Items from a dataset
* * *

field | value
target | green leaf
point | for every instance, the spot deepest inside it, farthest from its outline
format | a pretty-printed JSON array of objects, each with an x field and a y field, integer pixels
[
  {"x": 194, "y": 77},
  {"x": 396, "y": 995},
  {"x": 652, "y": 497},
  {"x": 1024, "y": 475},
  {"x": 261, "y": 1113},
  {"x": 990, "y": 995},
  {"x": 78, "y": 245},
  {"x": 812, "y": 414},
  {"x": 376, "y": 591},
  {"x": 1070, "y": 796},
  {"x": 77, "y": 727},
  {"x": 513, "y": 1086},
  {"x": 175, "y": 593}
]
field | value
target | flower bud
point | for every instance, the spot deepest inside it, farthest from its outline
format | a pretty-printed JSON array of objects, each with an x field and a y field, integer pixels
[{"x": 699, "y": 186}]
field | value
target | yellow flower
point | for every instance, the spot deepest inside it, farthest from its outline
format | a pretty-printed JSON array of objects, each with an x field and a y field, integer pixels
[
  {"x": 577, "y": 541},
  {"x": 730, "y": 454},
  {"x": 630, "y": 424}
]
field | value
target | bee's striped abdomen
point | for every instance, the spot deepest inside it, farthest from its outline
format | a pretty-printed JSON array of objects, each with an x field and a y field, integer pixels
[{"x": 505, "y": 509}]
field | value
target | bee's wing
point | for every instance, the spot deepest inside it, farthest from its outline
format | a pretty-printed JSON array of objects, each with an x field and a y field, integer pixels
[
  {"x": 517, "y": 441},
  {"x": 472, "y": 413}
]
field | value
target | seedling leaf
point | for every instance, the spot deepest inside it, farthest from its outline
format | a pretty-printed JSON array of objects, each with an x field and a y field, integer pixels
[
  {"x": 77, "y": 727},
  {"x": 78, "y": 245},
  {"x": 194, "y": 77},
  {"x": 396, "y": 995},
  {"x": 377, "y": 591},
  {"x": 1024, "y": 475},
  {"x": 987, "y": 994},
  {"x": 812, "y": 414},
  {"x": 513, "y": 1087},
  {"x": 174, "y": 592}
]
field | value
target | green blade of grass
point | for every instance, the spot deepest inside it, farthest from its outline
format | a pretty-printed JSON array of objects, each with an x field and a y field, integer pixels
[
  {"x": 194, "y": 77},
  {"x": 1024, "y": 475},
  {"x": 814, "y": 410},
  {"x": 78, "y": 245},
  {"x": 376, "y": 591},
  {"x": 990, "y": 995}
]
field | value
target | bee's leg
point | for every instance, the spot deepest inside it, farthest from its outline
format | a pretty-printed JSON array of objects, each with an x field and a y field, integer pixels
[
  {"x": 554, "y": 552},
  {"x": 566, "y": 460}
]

* * *

Task: Every line of data must be returned unchanged.

Your solution:
field | value
target | green leaf
point | for every instance, the spot deepest inside it, farthest from its outline
format | a pretty-printed JSON array of objects, each with an x field and a y field, integer pixels
[
  {"x": 194, "y": 77},
  {"x": 396, "y": 995},
  {"x": 652, "y": 497},
  {"x": 1024, "y": 475},
  {"x": 261, "y": 1113},
  {"x": 990, "y": 995},
  {"x": 78, "y": 245},
  {"x": 812, "y": 414},
  {"x": 376, "y": 591},
  {"x": 1070, "y": 796},
  {"x": 77, "y": 727},
  {"x": 513, "y": 1086},
  {"x": 175, "y": 593}
]
field | value
target | flower bud
point | for every instance, the spot deepest inside it, farthest from its outline
format | a pretty-printed JSON array of objects, each with an x field and a y field, integer pixels
[{"x": 699, "y": 186}]
field | value
target | yellow flower
point | for every instance, the spot deepest inside it, farthest from its outline
format | a pretty-printed JSON array of objects, each with an x field and a y field, integer pixels
[
  {"x": 577, "y": 541},
  {"x": 730, "y": 454},
  {"x": 630, "y": 424}
]
field | value
target | bee's striped abdomen
point | for every instance, the spot deepest inside it, farthest from its outline
format | a pretty-printed JSON array of objects, each with an x field and a y field, integer pixels
[{"x": 505, "y": 509}]
field | value
target | bee's wing
point | for every instance, the spot deepest inside it, farthest from its outline
format | a pretty-printed JSON array of objects, each with an x field and a y field, integer pixels
[
  {"x": 517, "y": 441},
  {"x": 472, "y": 413}
]
field | value
target | seedling leaf
point | for every instance, the spot deepest inside it, farthest from its outline
format | a pretty-printed JSON array of objects, each with an x field and a y field, integer pixels
[
  {"x": 77, "y": 727},
  {"x": 78, "y": 245},
  {"x": 194, "y": 77},
  {"x": 396, "y": 995},
  {"x": 377, "y": 591},
  {"x": 1024, "y": 475},
  {"x": 987, "y": 994},
  {"x": 812, "y": 414},
  {"x": 513, "y": 1087},
  {"x": 174, "y": 592}
]
field | value
target | green blade of grass
point | for every instance, the spot deepest inside it, farthest from its outline
format | a pretty-printed JSON array of objects, each with an x field and a y field, integer pixels
[
  {"x": 194, "y": 77},
  {"x": 1024, "y": 475},
  {"x": 814, "y": 410},
  {"x": 78, "y": 245},
  {"x": 376, "y": 591},
  {"x": 990, "y": 995}
]
field | value
target | bee's leg
point | for every instance, the spot deepest inside it, farthest from its outline
format | a pretty-printed JSON array of objects, each with an x field and a y field, integer pixels
[
  {"x": 554, "y": 552},
  {"x": 566, "y": 460}
]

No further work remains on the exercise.